/---

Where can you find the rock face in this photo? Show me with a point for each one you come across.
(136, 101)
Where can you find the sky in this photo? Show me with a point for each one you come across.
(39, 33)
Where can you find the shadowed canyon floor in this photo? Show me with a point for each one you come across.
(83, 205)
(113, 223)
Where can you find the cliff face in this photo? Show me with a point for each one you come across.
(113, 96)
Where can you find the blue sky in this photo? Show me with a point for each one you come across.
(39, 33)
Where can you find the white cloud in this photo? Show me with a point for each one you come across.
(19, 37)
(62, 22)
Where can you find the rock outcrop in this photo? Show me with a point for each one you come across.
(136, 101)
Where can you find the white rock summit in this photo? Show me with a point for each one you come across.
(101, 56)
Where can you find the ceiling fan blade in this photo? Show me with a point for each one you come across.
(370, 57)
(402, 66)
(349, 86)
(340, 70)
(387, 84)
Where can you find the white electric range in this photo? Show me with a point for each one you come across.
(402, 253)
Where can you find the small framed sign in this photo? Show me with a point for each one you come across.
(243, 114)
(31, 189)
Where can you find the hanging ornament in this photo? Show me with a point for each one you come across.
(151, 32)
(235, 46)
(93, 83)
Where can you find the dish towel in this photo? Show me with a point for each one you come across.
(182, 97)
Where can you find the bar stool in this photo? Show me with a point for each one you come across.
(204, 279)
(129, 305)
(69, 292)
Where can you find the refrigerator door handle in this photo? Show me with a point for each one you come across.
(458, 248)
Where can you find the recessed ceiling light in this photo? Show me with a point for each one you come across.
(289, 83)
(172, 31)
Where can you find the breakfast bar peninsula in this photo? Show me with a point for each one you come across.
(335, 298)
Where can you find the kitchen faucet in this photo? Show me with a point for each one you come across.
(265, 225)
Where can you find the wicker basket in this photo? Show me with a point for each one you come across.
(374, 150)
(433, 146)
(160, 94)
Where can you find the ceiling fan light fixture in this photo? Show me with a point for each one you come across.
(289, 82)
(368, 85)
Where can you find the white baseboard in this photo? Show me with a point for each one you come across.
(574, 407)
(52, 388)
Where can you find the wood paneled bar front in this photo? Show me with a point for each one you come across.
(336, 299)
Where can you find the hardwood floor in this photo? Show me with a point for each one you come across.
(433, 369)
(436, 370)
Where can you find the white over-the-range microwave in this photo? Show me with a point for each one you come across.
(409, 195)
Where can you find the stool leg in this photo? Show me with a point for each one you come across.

\---

WHAT TO DO
Render every line of the listing above as a numbered list, leaving out any blank lines.

RESPONSE TO THE TASK
1. Where can you find the rock face in this photo? Show me with a point for each one you come across.
2. (136, 101)
3. Where can you find the sky in this photo? Show me with a point for each one you come across.
4. (39, 33)
5. Where can you find the shadowed canyon floor in this photo? Show me with a point for each one you come across.
6. (83, 205)
7. (113, 223)
8. Where can you find the cliff face in this photo? Show me with a point for each one you come across.
9. (113, 96)
10. Where can you find the blue sky in this photo? Show me with a point for each one you come across.
11. (39, 33)
12. Where can you find the white cloud in this photo? Show me with a point for each one you come across.
13. (19, 37)
14. (62, 22)
15. Where can you find the rock outcrop in this photo? Show me with a point for each one you come across.
16. (136, 101)
17. Where can you find the white rock summit in this photo? Show me with a point for each one you come across.
18. (101, 56)
19. Where can you find the ceiling fan blade in this photo? Show me with a point for each one you come across.
20. (370, 57)
21. (402, 66)
22. (349, 86)
23. (340, 70)
24. (387, 84)
25. Where can you find the white electric range in this photo? Show me with a point for each one you come across.
26. (402, 253)
27. Where can you find the small framed sign in this photo? Show me with a point for each one you come across.
28. (243, 114)
29. (31, 189)
30. Where can you find the hanging ornament in this photo? Show me with a point for each one you come across.
31. (151, 32)
32. (235, 46)
33. (93, 83)
34. Where can you find the dish towel in this photo? Show me with a point for each one you come across.
35. (182, 97)
36. Where can you find the bar stool in this photo? Show me with a point for each one you come across.
37. (204, 279)
38. (129, 305)
39. (69, 292)
40. Where can you find the refrigerator door handle in this photo? Show me with a point for each one you come across.
41. (458, 248)
42. Where can you find the recessed ceiling light in this photo? Show me with a point for each one you come across.
43. (289, 83)
44. (172, 31)
45. Where can you find the breakfast bar peninsula in this photo? Show me with a point for each one you come across.
46. (335, 298)
47. Where can you find the kitchen faucet in this photo? Show me with a point for each one you come across.
48. (265, 225)
49. Where can you find the wicker basket in this photo? Show me with a point for each one you come across.
50. (374, 150)
51. (433, 146)
52. (160, 94)
53. Where can you find the ceiling fan light fixture in this photo? Show me with a point for each one you come across.
54. (289, 82)
55. (368, 85)
56. Where can you find the white baseboard in this photo? Show me with a point for each one you come across.
57. (574, 407)
58. (52, 388)
59. Where can you find the wood paneled bar front in this photo? Show me with a point for each one you come across.
60. (336, 299)
61. Where can you find the hardwood floor in this photo? Show me with a point for each one you come across.
62. (433, 369)
63. (436, 370)
64. Where can you find the white over-the-range microwave in this photo? Show me with a point for each one you come across.
65. (409, 195)
66. Where can you find the stool leg in this photo? Show me with a point for each one you come across.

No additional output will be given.